QUESTIONS TO ANSWER:
(a) Sum up the review of Murder By Numbers in two sentences.
(b) Reproduce the review of Murder By Numbers word for word, from "As well as the" to "and scan evidence.".
(c) Write the next part of the review of Murder By Numbers, picking up after its last sentence.

DOCUMENT EXTRACT:
::::::::

Murder By Numbers, which would seem to be tailor-made for a few of the RPS staff, is a murder mystery visual novel, where you gather clues by completing picross puzzles (also known as nonograms or griddlers).
Aided by a small, cute robot called SCOUT, who consists almost entirely of a flying CRT monitor screen with a face, actress Honor Mizrahi falls into detecting when the producer of her own murder mystery TV show is killed on-set. Honor had played the bumbling detective on the show, which was called Murder Miss Terri, and which looks great. In fact, Murder By Numbers has the dubious honour of being the only game where I want to watch both a TV adaptation of the game itself, and a version of the fake TV show nested in it. The game even has an absolutely slammin’ theme song prepared for this eventuality.
As well as the gentle TV shows adored by both a) millions of grannies and b) me, a 30 year old woman increasingly staring down the barrel of becoming her mother, Murder By Numbers owes a lot to the Phoenix Wright series of detective games. The cast of characters (including obligatory gay best friend K.C., obligatory high-maintenance-with-a-heart-of-gold starlet Becky, and obligatory gruff-but-ultimately-loving policeman Detective Cross) end up embroiled in a bunch of murders that have taken place in and around 90s Hollywood. Supporting characters enter and leave the picture as required, as Honor and SCOUT move between locations at crime scenes, to interview suspects and scan evidence.

::::::::

RECORDS SUPPLIED:
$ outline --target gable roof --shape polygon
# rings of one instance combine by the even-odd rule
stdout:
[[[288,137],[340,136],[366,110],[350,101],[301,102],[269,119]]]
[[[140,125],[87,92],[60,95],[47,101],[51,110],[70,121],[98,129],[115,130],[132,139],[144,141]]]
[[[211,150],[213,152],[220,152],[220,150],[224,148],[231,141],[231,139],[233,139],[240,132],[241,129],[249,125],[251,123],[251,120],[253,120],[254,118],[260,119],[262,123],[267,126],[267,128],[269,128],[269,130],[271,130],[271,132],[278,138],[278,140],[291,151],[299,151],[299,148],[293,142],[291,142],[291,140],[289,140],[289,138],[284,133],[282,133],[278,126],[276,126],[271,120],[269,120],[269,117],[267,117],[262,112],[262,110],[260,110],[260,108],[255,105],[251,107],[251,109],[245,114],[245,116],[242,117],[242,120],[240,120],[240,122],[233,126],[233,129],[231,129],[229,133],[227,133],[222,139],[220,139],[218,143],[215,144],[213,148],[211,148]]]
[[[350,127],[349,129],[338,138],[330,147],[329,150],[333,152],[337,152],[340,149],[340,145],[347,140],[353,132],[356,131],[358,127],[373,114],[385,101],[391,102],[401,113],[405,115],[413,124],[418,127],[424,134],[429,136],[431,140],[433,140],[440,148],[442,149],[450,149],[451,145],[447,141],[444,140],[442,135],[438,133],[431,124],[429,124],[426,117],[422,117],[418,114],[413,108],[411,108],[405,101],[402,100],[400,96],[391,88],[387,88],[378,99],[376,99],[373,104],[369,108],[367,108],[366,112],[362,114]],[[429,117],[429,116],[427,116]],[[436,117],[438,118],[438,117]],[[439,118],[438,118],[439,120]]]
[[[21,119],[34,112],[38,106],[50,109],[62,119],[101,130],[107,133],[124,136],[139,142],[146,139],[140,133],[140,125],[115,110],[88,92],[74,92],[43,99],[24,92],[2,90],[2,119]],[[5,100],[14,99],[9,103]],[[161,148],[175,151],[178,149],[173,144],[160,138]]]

::::::::

ANSWERS FOR THIS EXERCISE:
(a) Murder By Numbers is a murder mystery visual novel in which clues are gathered by completing picross puzzles, as actress Honor Mizrahi and a small robot called SCOUT investigate after the producer of her TV mystery show is killed on-set. The game owes a lot to gentle TV mysteries and the Phoenix Wright series, and its cast ends up embroiled in murders in and around 90s Hollywood while Honor and SCOUT interview suspects and scan evidence.

(b)
As well as the gentle TV shows adored by both a) millions of grannies and b) me, a 30 year old woman increasingly staring down the barrel of becoming her mother, Murder By Numbers owes a lot to the Phoenix Wright series of detective games. The cast of characters (including obligatory gay best friend K.C., obligatory high-maintenance-with-a-heart-of-gold starlet Becky, and obligatory gruff-but-ultimately-loving policeman Detective Cross) end up embroiled in a bunch of murders that have taken place in and around 90s Hollywood. Supporting characters enter and leave the picture as required, as Honor and SCOUT move between locations at crime scenes, to interview suspects and scan evidence.

(c)
The latter part is where the picross comes in. Picross is a logic puzzle of a sort you may have encountered and hated as a child. Cells in a grid are coloured or left blank according to what the numbers at the side of them suggest. If one clue says ‘5,4,2’, for example, you know the line has a block of five coloured squares, then a block of four, and then a block of 2, but with an unspecified number of blank squares between them. When you fill in the grid right, it makes some kind of picture.
Murder By Numbers does a decent job of tutorialising this process, in case you’re not a nonogram expert (as if any hip millennial isn’t, though, am I right?) before throwing you in with puzzles that get gradually trickier. If you get stuck you can ask for hints, and the game will do things like check your grid for squares that are wrong. But you’ll get points docked for that, and thus earn a lower detective score at the end of the case.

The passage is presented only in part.